------ TEXT PROVIDED ------

No sensible person should need to have the fact that slavery
was awful spelled out for them but Spielberg does an admirable job of
highlighting the horrors. We don’t feel
remotely bad about the crewmen being murdered by the slaves; we celebrate the
freed slaves’ victories; we feel incredulous at their treatment. It’s such an obvious subject that the whole
thing feels a little forced, but there’s skill in the telling of the story. It’s easily slotted into the Spielberg canon
alongside Lincoln as one of his
well-meaning but preaching-to-the-choir films.
Yes, you don’t need to hear a passionate argument against slavery in The
Land Of The Free, but sometimes passion gets you a lot way.

------ ENTRIES SHOWN ------

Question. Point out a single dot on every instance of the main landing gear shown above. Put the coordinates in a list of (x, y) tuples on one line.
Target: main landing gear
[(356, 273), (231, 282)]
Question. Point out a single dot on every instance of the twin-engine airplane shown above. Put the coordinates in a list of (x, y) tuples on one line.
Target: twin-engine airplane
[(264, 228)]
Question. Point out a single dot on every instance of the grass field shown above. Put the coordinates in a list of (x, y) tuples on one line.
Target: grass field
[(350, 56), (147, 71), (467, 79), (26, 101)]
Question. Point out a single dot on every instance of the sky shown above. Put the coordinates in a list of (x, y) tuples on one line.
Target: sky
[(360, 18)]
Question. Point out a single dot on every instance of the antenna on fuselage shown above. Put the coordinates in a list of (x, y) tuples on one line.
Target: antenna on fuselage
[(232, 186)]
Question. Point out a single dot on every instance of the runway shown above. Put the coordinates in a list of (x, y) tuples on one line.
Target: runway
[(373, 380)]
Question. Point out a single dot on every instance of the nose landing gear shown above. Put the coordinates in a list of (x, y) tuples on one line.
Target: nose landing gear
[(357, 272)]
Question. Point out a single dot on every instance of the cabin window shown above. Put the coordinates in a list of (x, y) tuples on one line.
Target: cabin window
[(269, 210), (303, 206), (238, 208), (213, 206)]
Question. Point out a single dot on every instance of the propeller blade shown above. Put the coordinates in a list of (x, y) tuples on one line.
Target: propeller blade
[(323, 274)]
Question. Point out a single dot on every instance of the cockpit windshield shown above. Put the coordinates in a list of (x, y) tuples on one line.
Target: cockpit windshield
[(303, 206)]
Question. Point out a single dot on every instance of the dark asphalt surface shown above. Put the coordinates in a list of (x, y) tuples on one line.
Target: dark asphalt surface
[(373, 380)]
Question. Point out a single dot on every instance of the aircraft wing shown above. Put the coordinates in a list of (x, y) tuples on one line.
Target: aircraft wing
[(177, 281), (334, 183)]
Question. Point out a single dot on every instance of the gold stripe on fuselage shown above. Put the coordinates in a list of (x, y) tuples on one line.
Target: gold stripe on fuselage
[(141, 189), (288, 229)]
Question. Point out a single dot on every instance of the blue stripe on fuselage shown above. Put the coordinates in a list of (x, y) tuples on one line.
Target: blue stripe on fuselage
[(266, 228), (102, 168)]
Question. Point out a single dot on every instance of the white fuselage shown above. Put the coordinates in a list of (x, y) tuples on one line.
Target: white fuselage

------

*EXERCISES*
• 1. Using the film review text, decide whether each statement agrees with it, and answer yes or no with the deciding words quoted from the review: (a) The reviewer says viewers feel bad about the crewmen being murdered. (b) The reviewer groups the film with Lincoln. (c) The reviewer says the whole thing feels a little forced.
• 2. According to the film review, what does Spielberg do an admirable job of?

*SOLUTIONS IN ORDER*
• 1.
(a) No: "We don’t feel remotely bad about the crewmen being murdered by the slaves"
(b) Yes: "It’s easily slotted into the Spielberg canon alongside Lincoln"
(c) Yes: "the whole thing feels a little forced"

• 2. Highlighting the horrors of slavery.